» **SELECTED EXTRACT**:
Begin

I see you went to Tech... I was there from 94-95.


----------



## Guns Up (Jul 23, 2007)

Not to steal this thread, but yes, I'm a Red Raider from '84. Good news/comment on the motors. Looking to stay with the 250's rather than the 2-stroke 300 HDPI's. Guns Up for this coming weekend; trying to work things out so we can head to Lubbock for the game.


----------



## Outcast (May 20, 2004)

Dang....I didn't know there was still a "reel screamer" around 



Mark Nagel said:


> Just add fish....


----------



## bigkahuna (Aug 27, 2005)

*For Sale*

heres mine, should be in your driveway


----------



## Fishndagulf7 (Aug 16, 2007)

Wreck em' Tech! Aggies have their hands full this weekend!!! I graduated December 2006


----------



## hdc77494 (Aug 28, 2007)

*My rig*

I've had this about two months, and haven't been offshore yet. Hopefully the wind will calm down now that I've got the steering fixed.


----------



## Brady Bunch (Jul 12, 2004)

Or maybe Bernards 


bigkahuna said:


> heres mine, should be in your driveway


----------



## bluewateraggie01 (Feb 21, 2005)

*Team Deja Blu *33 Hydrasport - Trip 4 Strokes


----------



## Batboy0068 (Oct 10, 2006)

bigkahuna said:


> heres mine, should be in your driveway


 that is a nice set up


----------



## Freshwaterman (May 21, 2004)

Fishndagulf7 said:


> Wreck em' Tech! Aggies have their hands full this weekend!!! I graduated December 2006


 Some guys got these shirts made and started selling them on campus last week for the game this weekend.file:///Users/carterdrummond/Pictures/n6143408495_2639.jpg


----------



## Guns Up (Jul 23, 2007)

Yeah, I saw today that Tech officials banned the sale of the shirts and said they did not endorse/approve the shirts in any way. May be a little to fresh of a subject to use for profit (a student designed/marketed/selling shirts). We better get back to the subject matter of the original thread. Some really nice rides stashed along the coast!


----------



## crawfishking (Apr 23, 2007)

I think those shirts display the great class that tech is known for.


----------



## Guns Up (Jul 23, 2007)

End

» **DATASET EXTRACT**:
Begin

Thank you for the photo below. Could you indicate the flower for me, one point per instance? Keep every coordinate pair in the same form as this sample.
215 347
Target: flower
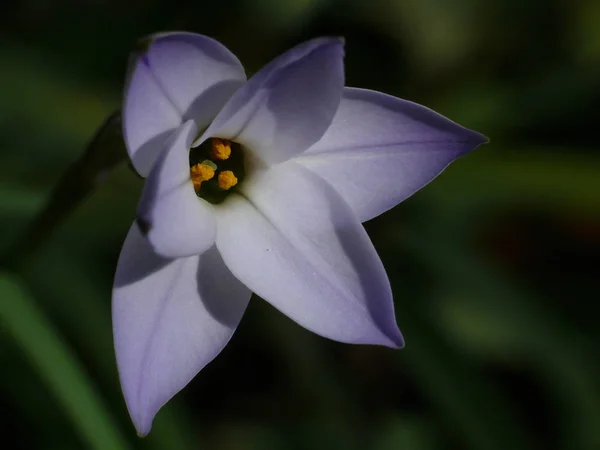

End

» **TASK SET**:
A: Rewrite the forum thread paragraph that begins "Yeah, I saw today that Tech officials" as a brief bulleted list that keeps its main facts.
B: From the forum thread, copy the passage from "Not to steal" up to and including "for the game.".

» **TASK-BY-TASK ANSWERS**:
A:
- Tech officials banned the sale of the shirts.
- They said they did not endorse or approve the shirts in any way.
- The writer suggests the subject may be too fresh to use for profit, since a student designed, marketed and sold the shirts.
- The writer urges a return to the original topic of the thread and notes that some very nice boats are stashed along the coast.

B:
Not to steal this thread, but yes, I'm a Red Raider from '84. Good news/comment on the motors. Looking to stay with the 250's rather than the 2-stroke 300 HDPI's. Guns Up for this coming weekend; trying to work things out so we can head to Lubbock for the game.